## PROVIDED ENTRIES
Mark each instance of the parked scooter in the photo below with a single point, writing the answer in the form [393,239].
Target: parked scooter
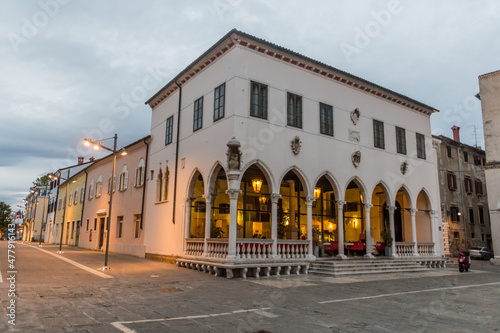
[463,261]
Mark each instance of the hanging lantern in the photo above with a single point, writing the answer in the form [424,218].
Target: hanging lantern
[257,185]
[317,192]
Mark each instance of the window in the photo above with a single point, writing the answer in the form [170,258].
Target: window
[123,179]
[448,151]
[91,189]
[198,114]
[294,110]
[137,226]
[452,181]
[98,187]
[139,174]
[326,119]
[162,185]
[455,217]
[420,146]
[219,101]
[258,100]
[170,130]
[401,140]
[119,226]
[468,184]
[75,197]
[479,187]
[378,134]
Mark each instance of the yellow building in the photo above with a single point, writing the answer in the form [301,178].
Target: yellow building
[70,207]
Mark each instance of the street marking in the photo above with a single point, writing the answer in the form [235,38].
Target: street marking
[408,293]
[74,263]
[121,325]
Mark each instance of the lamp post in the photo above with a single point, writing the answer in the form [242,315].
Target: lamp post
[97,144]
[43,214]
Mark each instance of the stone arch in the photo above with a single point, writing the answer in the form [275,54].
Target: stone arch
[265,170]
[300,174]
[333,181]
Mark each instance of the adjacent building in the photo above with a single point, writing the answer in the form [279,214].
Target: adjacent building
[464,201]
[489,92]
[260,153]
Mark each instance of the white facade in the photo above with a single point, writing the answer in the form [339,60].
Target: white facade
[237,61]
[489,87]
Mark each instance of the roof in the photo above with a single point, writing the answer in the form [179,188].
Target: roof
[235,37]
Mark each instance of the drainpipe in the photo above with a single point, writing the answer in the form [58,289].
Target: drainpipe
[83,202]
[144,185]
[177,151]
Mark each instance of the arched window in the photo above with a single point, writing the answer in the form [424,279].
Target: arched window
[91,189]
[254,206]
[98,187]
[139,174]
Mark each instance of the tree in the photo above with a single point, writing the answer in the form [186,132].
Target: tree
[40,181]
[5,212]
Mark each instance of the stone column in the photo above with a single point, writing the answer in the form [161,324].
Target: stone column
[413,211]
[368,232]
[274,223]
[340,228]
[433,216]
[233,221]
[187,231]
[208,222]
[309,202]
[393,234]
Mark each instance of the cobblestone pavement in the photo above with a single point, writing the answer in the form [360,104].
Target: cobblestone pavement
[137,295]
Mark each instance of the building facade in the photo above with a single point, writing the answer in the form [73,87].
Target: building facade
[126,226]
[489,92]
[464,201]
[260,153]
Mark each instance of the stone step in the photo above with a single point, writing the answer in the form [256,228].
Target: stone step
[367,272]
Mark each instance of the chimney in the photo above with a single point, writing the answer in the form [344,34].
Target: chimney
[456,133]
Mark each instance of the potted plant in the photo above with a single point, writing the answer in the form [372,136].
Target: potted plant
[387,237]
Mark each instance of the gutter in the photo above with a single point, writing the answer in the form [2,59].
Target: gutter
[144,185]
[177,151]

* * *

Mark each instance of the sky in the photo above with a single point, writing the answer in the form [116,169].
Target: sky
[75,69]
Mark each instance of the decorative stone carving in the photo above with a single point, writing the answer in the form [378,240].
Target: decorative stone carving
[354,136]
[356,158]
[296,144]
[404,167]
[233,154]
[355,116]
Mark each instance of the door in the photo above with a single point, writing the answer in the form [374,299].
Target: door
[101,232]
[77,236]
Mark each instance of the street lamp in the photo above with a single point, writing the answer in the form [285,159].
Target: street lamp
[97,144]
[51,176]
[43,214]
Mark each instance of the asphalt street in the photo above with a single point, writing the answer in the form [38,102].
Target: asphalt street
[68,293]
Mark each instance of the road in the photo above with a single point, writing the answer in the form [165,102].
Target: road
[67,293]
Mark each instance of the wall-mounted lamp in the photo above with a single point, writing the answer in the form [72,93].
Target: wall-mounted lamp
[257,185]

## DIRECTIONS FOR THIS TASK
Please count the lines in the material above that contain the string "facade" and give only the number. Case counts, so a line matches only if the letters agree in case.

## RESPONSE
4